◆ **ITEMS**
◇ ◇ ◇

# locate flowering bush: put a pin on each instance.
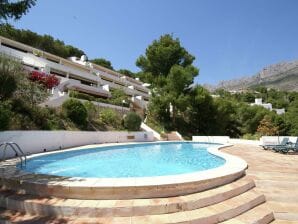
(48, 81)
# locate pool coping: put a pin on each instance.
(233, 165)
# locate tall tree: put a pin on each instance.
(160, 57)
(14, 9)
(167, 66)
(102, 62)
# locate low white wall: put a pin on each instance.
(36, 141)
(264, 140)
(212, 139)
(244, 141)
(274, 140)
(224, 140)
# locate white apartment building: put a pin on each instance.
(77, 73)
(268, 106)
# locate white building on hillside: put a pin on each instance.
(258, 102)
(268, 106)
(77, 73)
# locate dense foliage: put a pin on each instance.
(48, 81)
(167, 66)
(132, 121)
(75, 111)
(14, 9)
(43, 42)
(192, 110)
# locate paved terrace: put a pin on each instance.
(276, 175)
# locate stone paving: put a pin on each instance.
(276, 176)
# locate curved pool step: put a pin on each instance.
(260, 214)
(208, 215)
(52, 206)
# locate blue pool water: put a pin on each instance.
(140, 160)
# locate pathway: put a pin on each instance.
(275, 175)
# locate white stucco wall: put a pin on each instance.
(36, 141)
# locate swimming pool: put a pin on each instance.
(135, 160)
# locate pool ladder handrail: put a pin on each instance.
(17, 149)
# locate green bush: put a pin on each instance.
(75, 111)
(132, 122)
(91, 110)
(10, 71)
(111, 118)
(5, 114)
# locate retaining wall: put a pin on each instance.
(39, 141)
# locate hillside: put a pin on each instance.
(281, 76)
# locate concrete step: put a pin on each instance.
(259, 215)
(211, 214)
(51, 206)
(278, 221)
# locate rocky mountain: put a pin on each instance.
(281, 76)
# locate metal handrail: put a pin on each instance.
(17, 149)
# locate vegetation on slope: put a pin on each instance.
(20, 97)
(193, 111)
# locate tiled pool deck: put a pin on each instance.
(122, 188)
(276, 176)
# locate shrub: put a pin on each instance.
(91, 110)
(48, 81)
(75, 111)
(10, 71)
(5, 114)
(110, 117)
(132, 121)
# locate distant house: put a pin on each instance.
(268, 106)
(77, 74)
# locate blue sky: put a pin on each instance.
(229, 38)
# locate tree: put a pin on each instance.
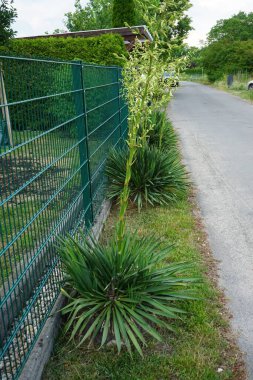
(124, 11)
(7, 16)
(237, 28)
(97, 14)
(224, 57)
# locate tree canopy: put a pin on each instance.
(124, 12)
(97, 14)
(7, 16)
(237, 28)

◇ ◇ ◇

Please write out every one of the rows above word for word, leaving the pictures out.

◆ **FINAL RESULT**
# locate flowering bush: put a pin on each instance.
(48, 81)
# locate pool coping: put a pin on each instance.
(233, 165)
# locate tall tree: put a pin on each instance.
(160, 57)
(14, 9)
(167, 66)
(102, 62)
# locate low white wall: put a pin on each instance.
(36, 141)
(264, 140)
(212, 139)
(244, 141)
(274, 140)
(224, 140)
# locate white apartment building: put a pin on each instance.
(77, 73)
(268, 106)
# locate white building on hillside: put a pin on each instance.
(258, 102)
(268, 106)
(77, 73)
# locate dense foliage: put a pin on each instance.
(48, 81)
(167, 66)
(132, 121)
(75, 111)
(14, 9)
(43, 42)
(192, 110)
# locate paved terrace: put a pin on each instance.
(276, 175)
# locate stone paving: put a pin on each instance.
(276, 176)
# locate curved pool step: put a pin on each instance.
(260, 214)
(208, 215)
(52, 206)
# locate blue pool water: put a pin on each instance.
(140, 160)
# locate pathway: put a pin on each instance.
(275, 175)
# locate white stucco wall: put a pin on each instance.
(36, 141)
# locate swimming pool: put a pin on each instance.
(135, 160)
# locate pool ladder handrail: put a pin on each instance.
(17, 149)
# locate green bush: put a pin on each instance.
(75, 111)
(132, 122)
(91, 110)
(10, 71)
(111, 118)
(5, 114)
# locate retaining wall: put a pin on each instance.
(39, 141)
# locate hillside: put a pin on each instance.
(281, 76)
# locate concrete step: put a pin on each instance.
(259, 215)
(211, 214)
(51, 206)
(278, 221)
# locate rocky mountain: put a pin on each instance.
(281, 76)
# locate metal handrail: put a pin on each instance.
(17, 149)
# locate vegetation on slope: put a pin on each instance.
(20, 97)
(193, 111)
# locate tiled pool deck: put a pin on each instance.
(122, 188)
(276, 176)
# locate shrub: put a pin on each instance.
(91, 110)
(48, 81)
(75, 111)
(10, 71)
(5, 114)
(110, 117)
(132, 121)
# locate distant house: put a pin on each instance.
(268, 106)
(77, 74)
# locate blue sky: put a pin on each instance.
(229, 38)
# locate tree: put a pin on each instance.
(124, 11)
(7, 16)
(237, 28)
(97, 14)
(224, 57)
# locate tree canopy: put a pin on each instance.
(124, 12)
(97, 14)
(7, 16)
(237, 28)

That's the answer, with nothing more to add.